### [TASK TO COMPLETE]
Copy the lines below without any change, starting with the line containing "of the real" and ending with the line containing "x=533 y=218", both included. Leave out every other line.

### [DATA PROVIDED]
START
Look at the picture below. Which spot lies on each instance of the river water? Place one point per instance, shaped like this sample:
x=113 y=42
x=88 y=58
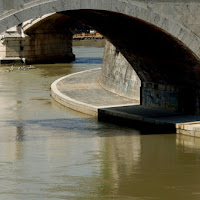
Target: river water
x=50 y=152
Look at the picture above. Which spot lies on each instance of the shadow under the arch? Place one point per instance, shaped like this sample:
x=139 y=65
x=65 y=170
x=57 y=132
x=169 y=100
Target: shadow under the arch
x=146 y=119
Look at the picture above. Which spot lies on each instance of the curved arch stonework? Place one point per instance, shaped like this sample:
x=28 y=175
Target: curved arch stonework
x=17 y=11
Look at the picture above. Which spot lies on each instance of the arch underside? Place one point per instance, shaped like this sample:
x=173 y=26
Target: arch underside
x=155 y=55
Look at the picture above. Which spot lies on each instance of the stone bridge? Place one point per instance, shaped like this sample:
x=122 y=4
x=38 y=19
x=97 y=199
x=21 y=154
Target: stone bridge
x=160 y=39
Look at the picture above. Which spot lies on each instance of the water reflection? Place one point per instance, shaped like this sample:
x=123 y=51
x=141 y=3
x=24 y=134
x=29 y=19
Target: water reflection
x=188 y=142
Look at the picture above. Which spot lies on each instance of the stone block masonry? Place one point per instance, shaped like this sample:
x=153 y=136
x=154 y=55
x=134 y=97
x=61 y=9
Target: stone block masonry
x=118 y=75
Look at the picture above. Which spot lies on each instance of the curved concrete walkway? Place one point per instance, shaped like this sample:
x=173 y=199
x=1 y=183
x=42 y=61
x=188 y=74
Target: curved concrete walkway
x=82 y=92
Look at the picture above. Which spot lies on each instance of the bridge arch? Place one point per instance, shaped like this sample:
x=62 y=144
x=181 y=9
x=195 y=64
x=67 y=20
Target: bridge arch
x=16 y=12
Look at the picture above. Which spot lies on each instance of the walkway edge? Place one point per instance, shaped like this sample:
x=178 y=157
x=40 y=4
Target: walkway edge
x=78 y=105
x=71 y=103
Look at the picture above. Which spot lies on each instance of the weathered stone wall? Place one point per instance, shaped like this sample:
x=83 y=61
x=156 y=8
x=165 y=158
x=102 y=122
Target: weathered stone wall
x=117 y=74
x=168 y=97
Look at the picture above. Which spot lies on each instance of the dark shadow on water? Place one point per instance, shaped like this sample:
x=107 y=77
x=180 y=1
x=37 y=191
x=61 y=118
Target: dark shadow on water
x=147 y=120
x=88 y=60
x=85 y=127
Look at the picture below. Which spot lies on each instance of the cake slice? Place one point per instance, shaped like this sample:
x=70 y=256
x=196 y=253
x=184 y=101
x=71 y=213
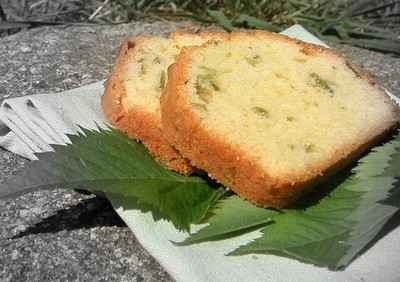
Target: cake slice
x=269 y=116
x=131 y=99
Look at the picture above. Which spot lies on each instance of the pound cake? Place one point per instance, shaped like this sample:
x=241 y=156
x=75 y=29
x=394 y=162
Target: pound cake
x=269 y=116
x=131 y=99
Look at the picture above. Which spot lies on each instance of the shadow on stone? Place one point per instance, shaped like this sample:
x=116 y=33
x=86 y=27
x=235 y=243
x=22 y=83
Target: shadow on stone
x=88 y=213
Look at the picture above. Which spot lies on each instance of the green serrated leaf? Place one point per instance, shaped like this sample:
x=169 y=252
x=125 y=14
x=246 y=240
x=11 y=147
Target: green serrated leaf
x=232 y=216
x=109 y=162
x=221 y=19
x=332 y=232
x=253 y=22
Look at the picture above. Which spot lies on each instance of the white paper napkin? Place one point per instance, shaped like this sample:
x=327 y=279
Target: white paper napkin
x=29 y=124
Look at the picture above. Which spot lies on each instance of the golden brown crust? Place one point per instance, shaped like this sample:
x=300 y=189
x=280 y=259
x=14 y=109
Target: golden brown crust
x=229 y=164
x=135 y=122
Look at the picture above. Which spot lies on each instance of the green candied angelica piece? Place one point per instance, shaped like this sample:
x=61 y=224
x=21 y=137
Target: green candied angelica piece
x=253 y=60
x=261 y=111
x=317 y=81
x=206 y=84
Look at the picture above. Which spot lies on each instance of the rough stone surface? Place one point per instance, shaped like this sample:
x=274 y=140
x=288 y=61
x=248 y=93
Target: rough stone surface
x=64 y=236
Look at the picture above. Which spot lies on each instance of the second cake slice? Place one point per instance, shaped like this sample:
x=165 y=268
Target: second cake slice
x=133 y=89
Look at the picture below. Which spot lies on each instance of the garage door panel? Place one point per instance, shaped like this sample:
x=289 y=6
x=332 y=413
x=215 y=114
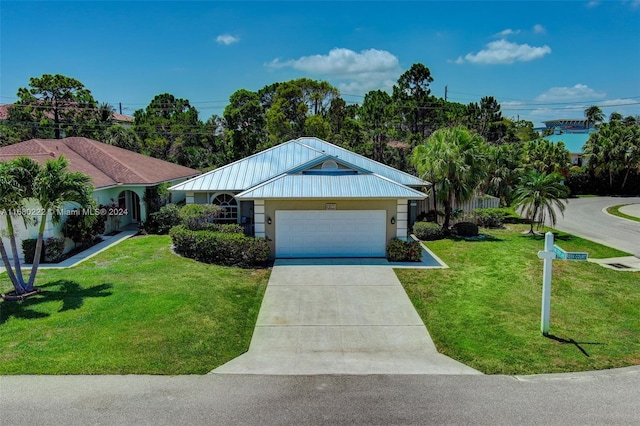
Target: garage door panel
x=321 y=233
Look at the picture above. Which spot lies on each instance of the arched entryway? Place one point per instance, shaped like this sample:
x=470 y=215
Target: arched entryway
x=129 y=201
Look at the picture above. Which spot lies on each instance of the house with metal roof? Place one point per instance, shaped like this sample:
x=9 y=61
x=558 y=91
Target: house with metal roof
x=574 y=142
x=311 y=198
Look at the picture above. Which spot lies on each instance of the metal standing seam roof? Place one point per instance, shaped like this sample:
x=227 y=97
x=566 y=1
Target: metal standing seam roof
x=354 y=186
x=363 y=162
x=252 y=170
x=245 y=174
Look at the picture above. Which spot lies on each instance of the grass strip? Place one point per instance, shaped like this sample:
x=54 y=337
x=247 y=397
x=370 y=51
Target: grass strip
x=133 y=309
x=485 y=310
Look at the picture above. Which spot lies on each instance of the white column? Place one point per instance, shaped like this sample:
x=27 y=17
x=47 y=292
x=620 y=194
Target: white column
x=402 y=218
x=548 y=255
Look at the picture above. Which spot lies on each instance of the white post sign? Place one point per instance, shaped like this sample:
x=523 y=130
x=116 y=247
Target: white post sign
x=548 y=254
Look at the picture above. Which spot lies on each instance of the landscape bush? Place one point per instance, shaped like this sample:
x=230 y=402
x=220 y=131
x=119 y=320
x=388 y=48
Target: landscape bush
x=404 y=251
x=52 y=250
x=430 y=216
x=163 y=220
x=428 y=231
x=490 y=218
x=229 y=249
x=465 y=229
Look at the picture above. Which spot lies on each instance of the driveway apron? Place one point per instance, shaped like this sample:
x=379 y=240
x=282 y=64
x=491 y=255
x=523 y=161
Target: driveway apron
x=339 y=320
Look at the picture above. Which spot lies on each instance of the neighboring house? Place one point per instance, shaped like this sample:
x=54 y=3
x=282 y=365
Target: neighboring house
x=570 y=125
x=574 y=142
x=120 y=177
x=312 y=199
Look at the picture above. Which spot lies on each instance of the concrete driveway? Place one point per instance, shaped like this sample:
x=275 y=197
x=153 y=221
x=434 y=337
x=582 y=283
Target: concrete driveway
x=339 y=320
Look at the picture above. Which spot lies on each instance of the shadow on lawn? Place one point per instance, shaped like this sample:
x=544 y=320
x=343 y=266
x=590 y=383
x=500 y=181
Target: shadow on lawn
x=477 y=239
x=70 y=293
x=573 y=342
x=556 y=236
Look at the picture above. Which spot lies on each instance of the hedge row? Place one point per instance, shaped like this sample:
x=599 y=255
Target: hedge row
x=404 y=251
x=428 y=231
x=229 y=249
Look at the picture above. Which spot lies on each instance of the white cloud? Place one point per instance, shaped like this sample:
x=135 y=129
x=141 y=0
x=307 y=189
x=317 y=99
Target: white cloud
x=575 y=93
x=353 y=72
x=227 y=39
x=506 y=52
x=343 y=62
x=507 y=32
x=539 y=29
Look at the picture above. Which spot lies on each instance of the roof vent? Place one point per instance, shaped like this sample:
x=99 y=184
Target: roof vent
x=329 y=164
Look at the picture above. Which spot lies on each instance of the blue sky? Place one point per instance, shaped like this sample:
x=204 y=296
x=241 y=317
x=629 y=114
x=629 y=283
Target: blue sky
x=541 y=60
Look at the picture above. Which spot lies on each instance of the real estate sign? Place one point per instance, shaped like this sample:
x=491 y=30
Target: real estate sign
x=569 y=255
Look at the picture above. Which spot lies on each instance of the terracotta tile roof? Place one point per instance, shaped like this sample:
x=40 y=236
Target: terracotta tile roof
x=107 y=165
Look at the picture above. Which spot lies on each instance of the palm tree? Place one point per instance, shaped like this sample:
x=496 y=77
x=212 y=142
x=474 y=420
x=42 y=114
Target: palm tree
x=53 y=186
x=505 y=166
x=454 y=161
x=538 y=193
x=594 y=115
x=16 y=184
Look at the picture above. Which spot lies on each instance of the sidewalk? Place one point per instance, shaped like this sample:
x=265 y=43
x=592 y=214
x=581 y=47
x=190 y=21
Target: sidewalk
x=78 y=258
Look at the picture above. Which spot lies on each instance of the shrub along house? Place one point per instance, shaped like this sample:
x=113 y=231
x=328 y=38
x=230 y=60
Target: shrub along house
x=121 y=178
x=311 y=198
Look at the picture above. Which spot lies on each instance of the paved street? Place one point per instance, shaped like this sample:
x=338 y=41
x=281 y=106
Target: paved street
x=609 y=398
x=585 y=217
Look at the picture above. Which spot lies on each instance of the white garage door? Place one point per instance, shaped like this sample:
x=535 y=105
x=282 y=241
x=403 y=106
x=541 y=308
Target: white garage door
x=331 y=233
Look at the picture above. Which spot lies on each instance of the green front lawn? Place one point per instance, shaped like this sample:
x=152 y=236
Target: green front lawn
x=134 y=309
x=485 y=310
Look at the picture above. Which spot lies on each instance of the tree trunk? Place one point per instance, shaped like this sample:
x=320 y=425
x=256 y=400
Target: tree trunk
x=624 y=181
x=14 y=251
x=36 y=256
x=5 y=259
x=447 y=213
x=533 y=218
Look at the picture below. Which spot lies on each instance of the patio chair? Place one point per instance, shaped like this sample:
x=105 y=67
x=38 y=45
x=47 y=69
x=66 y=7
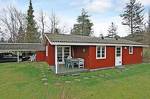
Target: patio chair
x=81 y=63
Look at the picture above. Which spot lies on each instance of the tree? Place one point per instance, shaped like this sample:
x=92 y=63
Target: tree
x=133 y=16
x=42 y=23
x=112 y=31
x=147 y=30
x=11 y=20
x=148 y=27
x=2 y=35
x=54 y=24
x=21 y=35
x=83 y=26
x=32 y=34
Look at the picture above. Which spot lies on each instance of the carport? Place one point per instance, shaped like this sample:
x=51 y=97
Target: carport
x=21 y=47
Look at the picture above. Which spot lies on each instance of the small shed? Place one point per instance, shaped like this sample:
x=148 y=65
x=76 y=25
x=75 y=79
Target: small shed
x=38 y=48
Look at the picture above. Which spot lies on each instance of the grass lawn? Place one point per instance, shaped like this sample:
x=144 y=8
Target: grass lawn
x=23 y=81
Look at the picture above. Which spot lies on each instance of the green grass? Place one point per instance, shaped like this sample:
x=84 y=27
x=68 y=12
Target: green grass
x=23 y=81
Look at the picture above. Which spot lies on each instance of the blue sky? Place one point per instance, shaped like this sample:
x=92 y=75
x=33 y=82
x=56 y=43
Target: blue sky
x=102 y=12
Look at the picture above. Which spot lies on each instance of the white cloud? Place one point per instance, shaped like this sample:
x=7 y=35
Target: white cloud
x=145 y=2
x=101 y=26
x=99 y=5
x=93 y=5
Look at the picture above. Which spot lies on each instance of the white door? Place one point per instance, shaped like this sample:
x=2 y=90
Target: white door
x=62 y=53
x=118 y=56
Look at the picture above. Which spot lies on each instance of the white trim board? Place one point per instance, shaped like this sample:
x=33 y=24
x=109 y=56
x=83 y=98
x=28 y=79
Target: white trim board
x=85 y=44
x=95 y=44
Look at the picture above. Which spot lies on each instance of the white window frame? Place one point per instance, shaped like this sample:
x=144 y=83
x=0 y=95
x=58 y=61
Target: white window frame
x=101 y=52
x=63 y=53
x=130 y=49
x=46 y=50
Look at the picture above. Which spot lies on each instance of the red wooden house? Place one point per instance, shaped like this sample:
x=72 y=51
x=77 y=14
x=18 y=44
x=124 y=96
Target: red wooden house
x=97 y=53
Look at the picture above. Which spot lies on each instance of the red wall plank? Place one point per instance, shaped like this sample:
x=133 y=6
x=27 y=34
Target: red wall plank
x=101 y=63
x=79 y=53
x=134 y=58
x=40 y=56
x=51 y=55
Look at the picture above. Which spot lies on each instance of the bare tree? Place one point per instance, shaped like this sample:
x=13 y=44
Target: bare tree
x=42 y=23
x=54 y=23
x=12 y=20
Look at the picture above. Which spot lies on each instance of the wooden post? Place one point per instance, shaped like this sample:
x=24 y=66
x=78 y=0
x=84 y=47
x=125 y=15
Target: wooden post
x=18 y=56
x=56 y=65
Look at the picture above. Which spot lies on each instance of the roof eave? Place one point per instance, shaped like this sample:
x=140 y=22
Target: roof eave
x=95 y=44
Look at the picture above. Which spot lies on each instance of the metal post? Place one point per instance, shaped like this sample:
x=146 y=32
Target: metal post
x=18 y=56
x=56 y=65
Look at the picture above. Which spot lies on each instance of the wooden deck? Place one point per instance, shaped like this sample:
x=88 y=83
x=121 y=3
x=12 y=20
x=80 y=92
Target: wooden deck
x=64 y=70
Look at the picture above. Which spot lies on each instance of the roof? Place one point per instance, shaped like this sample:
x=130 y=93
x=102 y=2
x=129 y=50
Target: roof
x=63 y=39
x=21 y=47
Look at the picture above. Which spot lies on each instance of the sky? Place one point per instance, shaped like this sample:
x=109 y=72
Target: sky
x=102 y=12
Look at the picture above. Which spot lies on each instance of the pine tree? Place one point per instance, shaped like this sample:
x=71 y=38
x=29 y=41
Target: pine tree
x=148 y=28
x=32 y=34
x=133 y=16
x=83 y=26
x=112 y=31
x=21 y=35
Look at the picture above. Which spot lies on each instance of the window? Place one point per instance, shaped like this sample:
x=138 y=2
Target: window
x=100 y=52
x=46 y=50
x=130 y=50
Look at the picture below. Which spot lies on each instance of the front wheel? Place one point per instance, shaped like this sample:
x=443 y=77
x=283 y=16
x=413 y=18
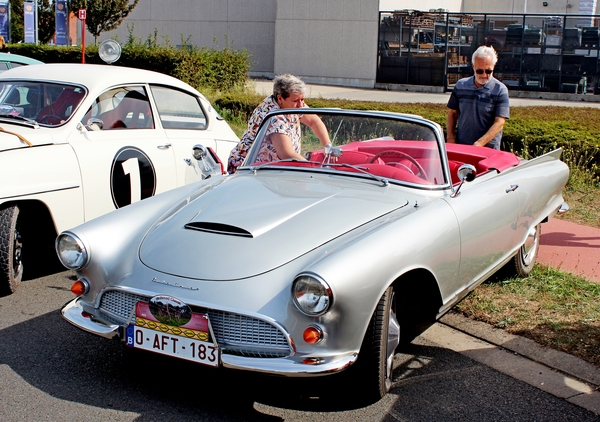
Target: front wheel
x=524 y=260
x=379 y=347
x=11 y=266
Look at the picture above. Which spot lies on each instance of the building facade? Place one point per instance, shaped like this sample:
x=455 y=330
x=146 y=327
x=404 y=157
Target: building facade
x=330 y=42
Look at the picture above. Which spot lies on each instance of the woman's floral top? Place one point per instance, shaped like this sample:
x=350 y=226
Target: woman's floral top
x=238 y=154
x=286 y=124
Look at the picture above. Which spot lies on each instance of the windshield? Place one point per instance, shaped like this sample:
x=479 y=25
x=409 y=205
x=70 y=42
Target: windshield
x=47 y=104
x=395 y=148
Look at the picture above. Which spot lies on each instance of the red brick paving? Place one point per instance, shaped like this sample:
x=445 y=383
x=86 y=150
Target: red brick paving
x=571 y=247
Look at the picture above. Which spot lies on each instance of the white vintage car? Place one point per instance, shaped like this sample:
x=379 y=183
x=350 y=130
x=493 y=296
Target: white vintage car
x=78 y=141
x=316 y=264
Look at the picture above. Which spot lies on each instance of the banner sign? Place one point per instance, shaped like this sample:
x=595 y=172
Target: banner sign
x=4 y=21
x=61 y=19
x=29 y=21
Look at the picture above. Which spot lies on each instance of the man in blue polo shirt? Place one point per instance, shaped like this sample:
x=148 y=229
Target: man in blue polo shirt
x=478 y=104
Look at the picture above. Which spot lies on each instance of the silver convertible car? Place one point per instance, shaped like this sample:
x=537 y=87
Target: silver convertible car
x=314 y=266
END
### [RESULT OF THIS EXERCISE]
Look at the picture above. Which spot lies on each instance of the real estate sign? Place one point per instance, shaped like this sample:
x=491 y=30
Target: real estate sign
x=569 y=255
Look at the picture above. Which spot lies on each instance of the terracotta tile roof? Place one point per instance, shaped like this sample:
x=40 y=236
Target: terracotta tile roof
x=107 y=165
Look at the picture above. Which spot lies on each instance of the palm tree? Place one point per instance, shaped like this sample:
x=496 y=77
x=212 y=142
x=474 y=420
x=42 y=114
Target: palm tree
x=53 y=186
x=505 y=166
x=454 y=161
x=538 y=193
x=594 y=115
x=16 y=184
Look at the picture above. Which spot lies on each instance of the sidewalk? Place one point per instance, shaped like this sample:
x=265 y=43
x=592 y=214
x=581 y=47
x=190 y=21
Target: sidewalk
x=78 y=258
Look at the picture above. Which spot lies on each instance of the shrub along house? Place one point per instance, shaped like this sample:
x=113 y=231
x=328 y=38
x=230 y=60
Target: shrub along house
x=121 y=178
x=311 y=198
Look at the picture above. Which spot lies on each instance of the paved street? Place one point per instance, shaped like this sample:
x=338 y=41
x=281 y=106
Target: paved street
x=609 y=398
x=585 y=217
Look at the picture above. Which spot lies on each instance of the white garage door? Place one point per instance, shaped like this sample:
x=535 y=105
x=282 y=241
x=403 y=106
x=541 y=308
Target: white garage door
x=331 y=233
Look at the picture above. Which spot lies on each instance of the green front lawn? Place one point per instance, shaped like this sample:
x=152 y=236
Target: green front lawn
x=134 y=309
x=485 y=310
Look at the picture above. Which spot lies on each instance of the tree trunk? Place one point per instance, shaped like this sample:
x=320 y=425
x=256 y=400
Target: tree trunk
x=624 y=181
x=14 y=251
x=36 y=256
x=5 y=259
x=447 y=213
x=533 y=218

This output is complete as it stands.